* _TASK PROMPT_
Please extract each line of the material below that contains the word "badge", copying every such line in full.

* _EXERCISE INPUT_
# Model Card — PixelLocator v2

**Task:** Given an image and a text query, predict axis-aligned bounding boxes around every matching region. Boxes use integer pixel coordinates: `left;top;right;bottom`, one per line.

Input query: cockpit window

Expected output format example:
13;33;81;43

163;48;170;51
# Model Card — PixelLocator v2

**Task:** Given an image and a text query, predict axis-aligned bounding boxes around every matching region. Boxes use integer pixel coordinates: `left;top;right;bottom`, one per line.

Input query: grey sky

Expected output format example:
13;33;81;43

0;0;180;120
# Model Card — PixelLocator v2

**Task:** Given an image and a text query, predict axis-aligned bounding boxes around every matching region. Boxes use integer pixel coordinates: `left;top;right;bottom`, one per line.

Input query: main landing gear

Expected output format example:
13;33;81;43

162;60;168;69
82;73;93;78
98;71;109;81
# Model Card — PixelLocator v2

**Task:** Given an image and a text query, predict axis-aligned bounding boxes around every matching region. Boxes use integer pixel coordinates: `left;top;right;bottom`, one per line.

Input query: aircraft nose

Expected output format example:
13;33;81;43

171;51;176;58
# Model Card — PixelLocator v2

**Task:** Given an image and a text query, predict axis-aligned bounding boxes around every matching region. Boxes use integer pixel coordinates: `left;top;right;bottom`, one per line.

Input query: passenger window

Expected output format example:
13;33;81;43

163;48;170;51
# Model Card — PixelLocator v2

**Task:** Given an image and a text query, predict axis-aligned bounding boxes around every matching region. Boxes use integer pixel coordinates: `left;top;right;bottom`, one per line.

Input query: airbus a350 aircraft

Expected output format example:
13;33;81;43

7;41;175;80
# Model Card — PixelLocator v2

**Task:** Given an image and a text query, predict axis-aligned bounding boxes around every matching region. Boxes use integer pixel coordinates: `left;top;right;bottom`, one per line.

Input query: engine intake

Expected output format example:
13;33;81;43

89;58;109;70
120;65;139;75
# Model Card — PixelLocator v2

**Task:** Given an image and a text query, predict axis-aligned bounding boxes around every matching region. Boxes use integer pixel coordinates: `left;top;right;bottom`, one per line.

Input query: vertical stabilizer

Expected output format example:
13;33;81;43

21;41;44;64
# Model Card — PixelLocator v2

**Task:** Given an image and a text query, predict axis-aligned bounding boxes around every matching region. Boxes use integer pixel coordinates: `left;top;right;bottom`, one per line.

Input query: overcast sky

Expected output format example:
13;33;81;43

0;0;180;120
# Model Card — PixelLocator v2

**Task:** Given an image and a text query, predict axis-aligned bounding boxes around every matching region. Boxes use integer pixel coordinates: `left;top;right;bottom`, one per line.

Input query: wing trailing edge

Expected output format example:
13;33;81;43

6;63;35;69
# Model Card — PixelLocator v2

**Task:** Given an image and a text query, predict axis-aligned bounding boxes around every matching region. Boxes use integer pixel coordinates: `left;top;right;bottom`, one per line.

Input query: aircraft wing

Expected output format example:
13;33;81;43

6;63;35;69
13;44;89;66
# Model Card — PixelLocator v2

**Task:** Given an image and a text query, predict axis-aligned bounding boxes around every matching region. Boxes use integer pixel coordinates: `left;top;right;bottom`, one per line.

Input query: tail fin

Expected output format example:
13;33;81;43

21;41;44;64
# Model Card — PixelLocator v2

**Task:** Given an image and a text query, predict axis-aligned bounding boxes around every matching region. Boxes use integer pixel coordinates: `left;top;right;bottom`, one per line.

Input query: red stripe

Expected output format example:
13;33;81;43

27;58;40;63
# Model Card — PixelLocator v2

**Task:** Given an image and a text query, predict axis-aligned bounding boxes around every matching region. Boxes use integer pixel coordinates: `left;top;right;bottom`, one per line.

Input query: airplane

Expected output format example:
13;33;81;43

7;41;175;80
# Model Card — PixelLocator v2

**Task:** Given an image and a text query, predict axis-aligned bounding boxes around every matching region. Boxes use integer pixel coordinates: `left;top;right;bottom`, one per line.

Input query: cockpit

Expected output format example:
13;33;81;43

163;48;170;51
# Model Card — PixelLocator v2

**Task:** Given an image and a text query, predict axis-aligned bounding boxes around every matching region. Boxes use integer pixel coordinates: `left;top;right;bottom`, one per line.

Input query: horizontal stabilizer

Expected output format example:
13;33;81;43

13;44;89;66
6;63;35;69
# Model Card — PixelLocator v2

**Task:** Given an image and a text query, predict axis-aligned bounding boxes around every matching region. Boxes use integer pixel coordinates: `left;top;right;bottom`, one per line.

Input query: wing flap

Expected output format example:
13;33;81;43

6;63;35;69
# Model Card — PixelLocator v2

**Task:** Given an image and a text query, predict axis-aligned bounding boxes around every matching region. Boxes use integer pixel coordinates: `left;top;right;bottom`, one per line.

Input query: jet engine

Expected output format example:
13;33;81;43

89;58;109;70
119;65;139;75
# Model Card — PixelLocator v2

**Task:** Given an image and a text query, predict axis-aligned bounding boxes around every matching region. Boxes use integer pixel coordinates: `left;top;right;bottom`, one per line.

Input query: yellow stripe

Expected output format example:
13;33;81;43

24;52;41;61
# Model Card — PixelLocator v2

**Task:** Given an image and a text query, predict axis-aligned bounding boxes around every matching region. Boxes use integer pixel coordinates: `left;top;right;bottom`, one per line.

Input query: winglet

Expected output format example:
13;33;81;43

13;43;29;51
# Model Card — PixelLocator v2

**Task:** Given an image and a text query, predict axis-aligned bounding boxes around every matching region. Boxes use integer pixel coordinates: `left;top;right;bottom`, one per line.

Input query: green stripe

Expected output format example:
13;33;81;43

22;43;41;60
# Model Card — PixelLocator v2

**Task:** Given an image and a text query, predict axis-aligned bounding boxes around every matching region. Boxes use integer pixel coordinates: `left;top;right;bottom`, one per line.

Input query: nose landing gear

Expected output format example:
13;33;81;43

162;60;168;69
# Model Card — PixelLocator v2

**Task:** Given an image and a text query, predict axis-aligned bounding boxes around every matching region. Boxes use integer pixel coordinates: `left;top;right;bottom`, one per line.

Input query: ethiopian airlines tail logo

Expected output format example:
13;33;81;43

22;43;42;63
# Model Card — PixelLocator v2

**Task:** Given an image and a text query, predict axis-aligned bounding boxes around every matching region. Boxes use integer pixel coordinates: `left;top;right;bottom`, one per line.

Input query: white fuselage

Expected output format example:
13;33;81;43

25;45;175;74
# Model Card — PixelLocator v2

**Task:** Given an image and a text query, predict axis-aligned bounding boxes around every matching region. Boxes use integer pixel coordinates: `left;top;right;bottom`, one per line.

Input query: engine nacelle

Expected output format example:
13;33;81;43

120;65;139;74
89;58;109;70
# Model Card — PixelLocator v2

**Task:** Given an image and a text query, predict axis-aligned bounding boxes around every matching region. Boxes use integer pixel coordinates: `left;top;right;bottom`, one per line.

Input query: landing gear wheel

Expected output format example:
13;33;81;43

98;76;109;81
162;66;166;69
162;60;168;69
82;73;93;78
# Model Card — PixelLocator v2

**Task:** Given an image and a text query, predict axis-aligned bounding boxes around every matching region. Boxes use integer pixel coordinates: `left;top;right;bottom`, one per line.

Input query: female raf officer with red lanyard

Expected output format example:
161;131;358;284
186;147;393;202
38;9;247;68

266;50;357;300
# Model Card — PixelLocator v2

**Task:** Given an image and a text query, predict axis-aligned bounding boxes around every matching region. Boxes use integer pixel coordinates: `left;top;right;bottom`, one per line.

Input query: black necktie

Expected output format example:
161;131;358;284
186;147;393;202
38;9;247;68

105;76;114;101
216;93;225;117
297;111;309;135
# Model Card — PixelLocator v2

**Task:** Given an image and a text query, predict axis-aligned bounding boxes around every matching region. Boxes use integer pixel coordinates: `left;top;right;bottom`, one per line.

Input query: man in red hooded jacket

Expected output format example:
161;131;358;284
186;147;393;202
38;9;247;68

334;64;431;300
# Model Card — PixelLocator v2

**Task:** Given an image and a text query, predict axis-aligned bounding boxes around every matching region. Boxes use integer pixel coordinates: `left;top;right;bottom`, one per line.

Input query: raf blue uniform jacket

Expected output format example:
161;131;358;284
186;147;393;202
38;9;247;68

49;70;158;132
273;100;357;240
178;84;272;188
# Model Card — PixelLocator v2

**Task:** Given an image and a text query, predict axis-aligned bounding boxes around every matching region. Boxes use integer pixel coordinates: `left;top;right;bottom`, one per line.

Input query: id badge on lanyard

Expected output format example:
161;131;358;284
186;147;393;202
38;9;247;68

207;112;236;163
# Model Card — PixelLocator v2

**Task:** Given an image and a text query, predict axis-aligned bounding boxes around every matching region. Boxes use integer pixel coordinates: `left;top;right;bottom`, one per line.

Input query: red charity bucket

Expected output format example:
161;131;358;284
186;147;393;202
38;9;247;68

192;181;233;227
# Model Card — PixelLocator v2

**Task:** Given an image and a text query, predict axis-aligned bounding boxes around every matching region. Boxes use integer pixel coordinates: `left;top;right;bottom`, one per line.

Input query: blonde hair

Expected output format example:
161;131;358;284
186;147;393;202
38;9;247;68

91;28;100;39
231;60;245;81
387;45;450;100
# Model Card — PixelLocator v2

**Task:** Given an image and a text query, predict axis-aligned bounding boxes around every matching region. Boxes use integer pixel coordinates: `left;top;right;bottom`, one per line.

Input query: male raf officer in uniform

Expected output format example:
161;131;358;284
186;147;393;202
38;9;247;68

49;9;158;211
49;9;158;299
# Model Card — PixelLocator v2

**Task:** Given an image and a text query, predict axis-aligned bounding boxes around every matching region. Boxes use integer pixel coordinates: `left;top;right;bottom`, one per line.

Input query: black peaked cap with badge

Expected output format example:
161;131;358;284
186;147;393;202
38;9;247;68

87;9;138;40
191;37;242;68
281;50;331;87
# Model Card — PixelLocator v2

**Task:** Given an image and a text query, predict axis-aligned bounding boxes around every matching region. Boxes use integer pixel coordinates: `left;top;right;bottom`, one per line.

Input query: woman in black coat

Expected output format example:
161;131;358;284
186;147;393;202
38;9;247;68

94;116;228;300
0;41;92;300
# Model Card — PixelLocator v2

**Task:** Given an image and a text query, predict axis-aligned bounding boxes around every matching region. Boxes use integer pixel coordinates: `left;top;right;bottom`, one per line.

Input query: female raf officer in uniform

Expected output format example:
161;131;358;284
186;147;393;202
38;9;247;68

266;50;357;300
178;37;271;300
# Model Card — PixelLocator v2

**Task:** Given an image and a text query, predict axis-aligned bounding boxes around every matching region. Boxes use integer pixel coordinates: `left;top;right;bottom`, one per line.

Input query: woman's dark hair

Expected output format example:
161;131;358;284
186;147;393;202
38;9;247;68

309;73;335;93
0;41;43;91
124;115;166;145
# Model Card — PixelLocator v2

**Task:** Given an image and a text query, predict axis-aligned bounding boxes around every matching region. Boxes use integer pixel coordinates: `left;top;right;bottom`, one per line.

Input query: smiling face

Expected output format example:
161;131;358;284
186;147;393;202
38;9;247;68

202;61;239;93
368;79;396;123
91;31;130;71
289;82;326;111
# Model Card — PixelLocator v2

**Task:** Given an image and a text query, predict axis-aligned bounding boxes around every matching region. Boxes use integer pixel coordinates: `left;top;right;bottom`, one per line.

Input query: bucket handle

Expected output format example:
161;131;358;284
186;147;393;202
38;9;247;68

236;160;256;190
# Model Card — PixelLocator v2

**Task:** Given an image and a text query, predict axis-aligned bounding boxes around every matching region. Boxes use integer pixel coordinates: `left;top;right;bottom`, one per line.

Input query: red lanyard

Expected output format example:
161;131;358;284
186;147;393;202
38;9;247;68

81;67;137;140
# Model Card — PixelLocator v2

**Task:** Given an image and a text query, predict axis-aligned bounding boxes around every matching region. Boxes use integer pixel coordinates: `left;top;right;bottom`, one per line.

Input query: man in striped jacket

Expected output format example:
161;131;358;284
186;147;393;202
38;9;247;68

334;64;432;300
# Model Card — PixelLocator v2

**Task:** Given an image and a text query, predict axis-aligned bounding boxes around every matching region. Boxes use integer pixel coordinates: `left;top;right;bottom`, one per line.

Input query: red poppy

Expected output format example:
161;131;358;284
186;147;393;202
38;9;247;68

* _SOLUTION TO THIS TASK_
Input query: id badge on lanyard
Input query: black peaked cap with badge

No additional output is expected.